— start Supplied records —

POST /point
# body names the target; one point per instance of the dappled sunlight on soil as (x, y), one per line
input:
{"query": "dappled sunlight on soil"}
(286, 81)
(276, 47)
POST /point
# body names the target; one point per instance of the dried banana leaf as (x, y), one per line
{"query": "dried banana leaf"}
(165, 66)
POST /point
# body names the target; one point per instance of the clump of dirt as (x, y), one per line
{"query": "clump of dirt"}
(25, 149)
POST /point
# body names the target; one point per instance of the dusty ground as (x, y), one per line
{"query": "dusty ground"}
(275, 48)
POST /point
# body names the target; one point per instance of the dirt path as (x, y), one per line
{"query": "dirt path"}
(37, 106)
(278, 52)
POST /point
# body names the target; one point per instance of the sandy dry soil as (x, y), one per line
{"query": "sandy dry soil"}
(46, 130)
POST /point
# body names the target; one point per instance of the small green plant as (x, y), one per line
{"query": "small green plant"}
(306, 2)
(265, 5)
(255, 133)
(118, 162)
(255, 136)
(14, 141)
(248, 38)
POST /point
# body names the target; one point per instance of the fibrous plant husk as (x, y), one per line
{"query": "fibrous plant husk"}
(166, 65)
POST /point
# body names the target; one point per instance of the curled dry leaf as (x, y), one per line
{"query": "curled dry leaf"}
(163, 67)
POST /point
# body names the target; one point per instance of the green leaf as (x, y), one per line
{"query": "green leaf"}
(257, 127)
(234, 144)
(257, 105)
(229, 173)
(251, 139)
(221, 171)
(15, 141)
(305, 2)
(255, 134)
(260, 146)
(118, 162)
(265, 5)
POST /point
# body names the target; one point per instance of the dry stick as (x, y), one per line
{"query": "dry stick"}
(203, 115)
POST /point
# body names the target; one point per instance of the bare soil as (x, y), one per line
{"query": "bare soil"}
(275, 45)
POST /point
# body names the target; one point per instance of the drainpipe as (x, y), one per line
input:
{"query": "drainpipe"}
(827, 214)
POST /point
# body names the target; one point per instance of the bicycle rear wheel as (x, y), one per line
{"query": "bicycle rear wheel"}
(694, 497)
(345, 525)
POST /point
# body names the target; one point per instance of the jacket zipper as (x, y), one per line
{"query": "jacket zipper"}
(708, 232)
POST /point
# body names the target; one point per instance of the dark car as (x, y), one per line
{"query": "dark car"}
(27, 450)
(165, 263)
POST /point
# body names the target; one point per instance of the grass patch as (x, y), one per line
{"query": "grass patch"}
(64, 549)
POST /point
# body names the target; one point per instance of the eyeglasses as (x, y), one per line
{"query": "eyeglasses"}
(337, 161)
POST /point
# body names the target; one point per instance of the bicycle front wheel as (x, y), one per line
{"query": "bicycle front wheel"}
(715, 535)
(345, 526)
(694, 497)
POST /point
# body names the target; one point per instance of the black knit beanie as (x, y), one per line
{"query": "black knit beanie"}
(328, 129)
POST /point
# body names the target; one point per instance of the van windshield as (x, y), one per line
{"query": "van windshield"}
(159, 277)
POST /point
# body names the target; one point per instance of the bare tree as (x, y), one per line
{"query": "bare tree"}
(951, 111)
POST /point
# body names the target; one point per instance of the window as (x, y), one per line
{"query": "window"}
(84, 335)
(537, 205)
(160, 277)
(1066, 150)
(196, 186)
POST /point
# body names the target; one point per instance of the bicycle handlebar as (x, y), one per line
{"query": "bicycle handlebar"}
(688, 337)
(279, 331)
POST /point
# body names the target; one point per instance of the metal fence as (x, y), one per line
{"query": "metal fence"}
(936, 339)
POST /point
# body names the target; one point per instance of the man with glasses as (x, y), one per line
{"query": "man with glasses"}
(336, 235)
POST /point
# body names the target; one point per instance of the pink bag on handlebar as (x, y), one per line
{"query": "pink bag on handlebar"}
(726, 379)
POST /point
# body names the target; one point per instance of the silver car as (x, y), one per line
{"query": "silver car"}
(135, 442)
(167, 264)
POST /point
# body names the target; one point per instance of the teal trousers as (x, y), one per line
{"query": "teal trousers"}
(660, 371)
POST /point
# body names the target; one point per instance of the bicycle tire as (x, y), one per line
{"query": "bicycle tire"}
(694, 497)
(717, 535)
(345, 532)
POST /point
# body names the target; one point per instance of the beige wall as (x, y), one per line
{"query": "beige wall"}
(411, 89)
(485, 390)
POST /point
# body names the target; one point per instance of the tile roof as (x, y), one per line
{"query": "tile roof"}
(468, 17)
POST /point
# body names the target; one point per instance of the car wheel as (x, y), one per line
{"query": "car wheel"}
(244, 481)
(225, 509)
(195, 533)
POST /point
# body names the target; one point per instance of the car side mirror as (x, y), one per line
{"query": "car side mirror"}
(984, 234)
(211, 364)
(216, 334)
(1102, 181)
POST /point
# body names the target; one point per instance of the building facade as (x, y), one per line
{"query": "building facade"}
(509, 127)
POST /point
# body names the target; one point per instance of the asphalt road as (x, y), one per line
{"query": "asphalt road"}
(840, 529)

— end Supplied records —

* Challenge
Type out the full listing again, exactly as given.

* Answer to this task
POST /point
# body names the target; one point per instance of the dappled sunlight on soil as (x, y), one per line
input:
{"query": "dappled sunlight on soil"}
(286, 81)
(276, 47)
POST /point
# body names the target; one point per instance of the dried banana leaf as (x, y), one per line
{"query": "dried banana leaf"}
(165, 66)
POST /point
# body names the target; one point per instance of the clump of dirt as (x, y), one per line
{"query": "clump of dirt"}
(25, 149)
POST /point
# body names the target; one point per instance of the dusty ground as (x, y), one per line
{"query": "dusty ground"}
(275, 48)
POST /point
# body names the target; one point per instance of the dirt path as (x, y), one per line
{"query": "dirt path"}
(37, 106)
(278, 52)
POST /point
# body names the target; one point per instance of the sandy dry soil as (x, y), one per line
{"query": "sandy dry soil"}
(46, 130)
POST /point
# body names the target; one point per instance of the small green plant as (x, y), one per line
{"query": "small green plant"}
(306, 2)
(265, 5)
(255, 133)
(118, 162)
(255, 136)
(14, 141)
(248, 38)
POST /point
# body names the target; one point per instance of the fibrous plant husk as (x, y), one per line
{"query": "fibrous plant husk"}
(166, 65)
POST /point
# body names the target; one point per instance of the curled dry leaf as (x, y), one per line
{"query": "curled dry leaf"}
(163, 67)
POST /point
# body names the target; one point per instance of the green leaf as (x, y), one per line
{"query": "green leaf"}
(257, 127)
(234, 144)
(257, 105)
(229, 173)
(251, 139)
(221, 171)
(15, 141)
(305, 2)
(255, 134)
(260, 146)
(118, 162)
(265, 5)
POST /point
# body names the target; one point per instance of the dry stick as (x, y), one per line
{"query": "dry stick"}
(203, 115)
POST /point
# body names the target; one point per instance of the bare soil as (x, y), one per line
{"query": "bare soil"}
(275, 45)
POST /point
# body names the target; one point per instance of the drainpipe as (x, y), one per line
input:
{"query": "drainpipe"}
(827, 214)
POST /point
# body names the target; one point per instance of the bicycle rear wheel as (x, y), one per line
{"query": "bicycle rear wheel"}
(694, 497)
(345, 525)
POST /point
# body names the target; one point per instance of the jacket zipper as (x, y), one per line
{"query": "jacket zipper"}
(708, 232)
POST /point
# body names the target; one point per instance of the dark car as (x, y), one per line
{"query": "dark car"}
(27, 450)
(165, 263)
POST /point
# body names the target; one point per instance of the grass patch as (x, y), one per line
{"query": "grass patch"}
(64, 549)
POST /point
# body names the target; one point per instance of the eyeglasses as (x, y), one per line
{"query": "eyeglasses"}
(337, 161)
POST /point
# body names the target; one point per instance of the bicycle front wheel as (x, y), one per line
{"query": "bicycle front wheel"}
(715, 535)
(345, 526)
(694, 497)
POST /point
# body names the target; one point per instance of the black knit beanie as (x, y), one per line
{"query": "black knit beanie"}
(328, 129)
POST /point
# body names the target; one point per instance of the van windshield as (x, y), one per line
{"query": "van windshield"}
(159, 277)
POST /point
# body names the target; one point per instance of the bare tree as (x, y), one per line
{"query": "bare tree"}
(951, 111)
POST /point
# body names the target; one point per instance of the window as (x, y), one per line
{"query": "window"}
(84, 335)
(537, 205)
(160, 277)
(1066, 150)
(196, 186)
POST /point
# body names the target; one point per instance of the bicycle handlebar as (x, y), one per line
{"query": "bicycle handlebar"}
(688, 337)
(279, 331)
POST /point
# body names the target; one point per instance of the metal fence as (x, y), one per line
{"query": "metal fence"}
(936, 339)
POST /point
# body names the target; one point per instance of the man with glasses as (x, y), one per line
{"query": "man with glasses"}
(336, 235)
POST /point
# body names the target; one point per instance of the pink bag on handlebar as (x, y), one per line
{"query": "pink bag on handlebar"}
(726, 379)
POST /point
# body names the target; one point per instance of the silver car as (x, y), one per line
{"query": "silver car"}
(135, 442)
(167, 264)
POST /point
# body names the target; one point per instance of the teal trousers as (x, y), one per line
{"query": "teal trousers"}
(660, 371)
POST /point
# body names the target; one point per instance of the bicycle tire as (x, y), one per line
{"query": "bicycle tire"}
(694, 497)
(717, 535)
(345, 532)
POST /point
# body names the target; one point per instance of the beige wall as (x, y), one per line
{"query": "beige wall"}
(411, 89)
(485, 390)
POST /point
# body names the target; one point per instance of the tile roof as (x, y), one per line
{"query": "tile roof"}
(468, 17)
POST /point
# body names the target; one point per instance of the car wheel as (x, y), one per line
{"query": "car wheel"}
(244, 481)
(225, 509)
(195, 533)
POST /point
# body names the target; one point per instance of the car side mirror as (x, y), one per line
{"query": "car side mirror"}
(984, 234)
(211, 364)
(216, 334)
(1102, 181)
POST /point
# body names the target; one point per instance of the building facade as (x, y), one per line
{"query": "building facade"}
(509, 127)
POST /point
# body names the target; one point per instance of the asphalt road as (x, y), one per line
{"query": "asphalt road"}
(840, 529)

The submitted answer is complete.